### TASK TO COMPLETE
Please copy out each entry, word for word.

### LISTED ENTRIES
>>>>>

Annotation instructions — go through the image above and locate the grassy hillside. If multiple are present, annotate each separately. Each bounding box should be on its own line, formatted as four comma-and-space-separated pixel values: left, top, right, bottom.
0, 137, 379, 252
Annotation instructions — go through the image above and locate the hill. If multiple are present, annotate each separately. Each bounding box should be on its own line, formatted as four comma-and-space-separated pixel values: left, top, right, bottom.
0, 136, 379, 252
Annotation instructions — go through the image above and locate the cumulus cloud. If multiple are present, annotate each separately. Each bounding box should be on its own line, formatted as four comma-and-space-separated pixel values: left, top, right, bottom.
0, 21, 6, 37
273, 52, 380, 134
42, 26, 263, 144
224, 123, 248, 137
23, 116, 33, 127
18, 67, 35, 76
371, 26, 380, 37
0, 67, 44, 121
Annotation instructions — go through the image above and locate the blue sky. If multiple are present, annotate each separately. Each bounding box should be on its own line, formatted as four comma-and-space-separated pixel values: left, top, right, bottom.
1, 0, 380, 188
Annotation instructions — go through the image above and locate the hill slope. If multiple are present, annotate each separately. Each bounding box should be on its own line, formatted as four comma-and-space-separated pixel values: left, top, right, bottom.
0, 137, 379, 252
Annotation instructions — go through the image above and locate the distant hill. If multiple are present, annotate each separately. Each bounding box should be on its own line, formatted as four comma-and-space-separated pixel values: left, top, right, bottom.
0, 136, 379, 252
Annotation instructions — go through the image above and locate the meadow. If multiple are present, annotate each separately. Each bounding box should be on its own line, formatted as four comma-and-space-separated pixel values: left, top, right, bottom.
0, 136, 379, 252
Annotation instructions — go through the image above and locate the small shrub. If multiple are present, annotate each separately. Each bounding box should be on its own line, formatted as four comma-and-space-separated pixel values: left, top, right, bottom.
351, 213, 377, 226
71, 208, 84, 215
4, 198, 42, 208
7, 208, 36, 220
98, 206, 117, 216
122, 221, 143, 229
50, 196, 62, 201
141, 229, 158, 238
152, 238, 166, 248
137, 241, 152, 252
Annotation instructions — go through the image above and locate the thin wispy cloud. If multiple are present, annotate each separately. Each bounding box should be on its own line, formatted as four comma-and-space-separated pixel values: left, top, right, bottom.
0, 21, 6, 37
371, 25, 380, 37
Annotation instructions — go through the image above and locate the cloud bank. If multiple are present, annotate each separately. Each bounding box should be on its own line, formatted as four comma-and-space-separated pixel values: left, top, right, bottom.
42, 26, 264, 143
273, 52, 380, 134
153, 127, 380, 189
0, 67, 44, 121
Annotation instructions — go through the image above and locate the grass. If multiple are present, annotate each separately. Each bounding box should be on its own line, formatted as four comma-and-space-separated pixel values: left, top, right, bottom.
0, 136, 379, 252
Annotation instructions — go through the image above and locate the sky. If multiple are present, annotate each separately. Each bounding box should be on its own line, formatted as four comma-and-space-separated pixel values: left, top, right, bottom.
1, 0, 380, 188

<<<<<

### YOUR RESPONSE
Annotation instructions — go through the image above and locate the grassy hillside. If multiple are present, annotate each separately. Each bounding box should be on its own line, formatted as four comma-and-space-separated pixel values: left, top, right, bottom.
0, 137, 379, 252
Annotation instructions — go through the image above and locate the hill. If multiple are present, annotate each separately. Each bounding box should be on its own line, formatted as four comma-and-space-separated pixel values: left, top, right, bottom.
0, 136, 379, 252
Annotation instructions — go through the image above and locate the cumulus cloud. If multiple are present, annotate each separately. Each bounding box should be on its own line, formatted as four comma-and-space-separated pixel values: left, top, right, bottom.
0, 21, 6, 37
273, 52, 380, 134
42, 26, 263, 144
224, 123, 248, 137
23, 116, 33, 127
18, 67, 35, 76
371, 26, 380, 37
0, 67, 44, 121
Annotation instructions — go through the image above and locate the blue sky. If multiple are present, annotate each separately. Each bounding box should be on its own line, formatted as four comma-and-space-separated pixel values: left, top, right, bottom.
1, 0, 380, 188
Annotation instructions — go through the image above and locate the hill slope. If multiple are present, annotate each separately. Each bounding box should be on its own line, formatted as four comma-and-space-separated pixel values: left, top, right, bottom.
0, 137, 379, 252
Annotation instructions — go through the image above and locate the distant hill. If multiple are present, annotate each separately. Each bounding box should be on its own line, formatted as four comma-and-space-separated pixel values: left, top, right, bottom.
0, 136, 379, 252
Annotation instructions — go through the image above and locate the meadow. If multiple are present, annotate each separately. Each bounding box should be on its own line, formatted as four comma-and-space-separated pixel values: left, top, right, bottom.
0, 136, 379, 252
Annotation instructions — go through the image above and locate the small shrub. If multiple are present, annotate each separately. Each bounding box should be on its own line, formatted as four comma-and-space-separated pixel values: left, top, right, bottom.
351, 213, 377, 226
71, 208, 84, 215
4, 198, 42, 208
7, 208, 36, 220
98, 206, 117, 216
122, 221, 143, 229
50, 196, 62, 201
141, 229, 158, 238
152, 238, 166, 248
137, 241, 152, 252
Annotation instructions — go through the image above and locate the thin wispy cloud. If multiple are present, annotate each separately. Each bounding box should be on its own line, formatted as four comma-and-space-separated pixel values: left, top, right, bottom.
0, 21, 6, 37
371, 25, 380, 37
Annotation instructions — go through the image above and locate the cloud bank. If multiple are present, annotate each separately. Each bounding box should be on its own line, formatted as four comma-and-space-separated pixel values: left, top, right, bottom.
42, 26, 264, 143
273, 52, 380, 134
153, 127, 380, 189
0, 67, 44, 121
Annotation instructions — go through the image above and locate the grass. If multiple are present, annotate each separately. Each bounding box should be on its own line, formatted as four comma-and-space-separated pixel values: left, top, right, bottom.
0, 136, 379, 252
Annotation instructions — go through the image above and locate the sky. If multiple are present, annotate each separately. Each bounding box should be on its own line, formatted as four comma-and-space-separated pixel values: left, top, right, bottom.
1, 0, 380, 188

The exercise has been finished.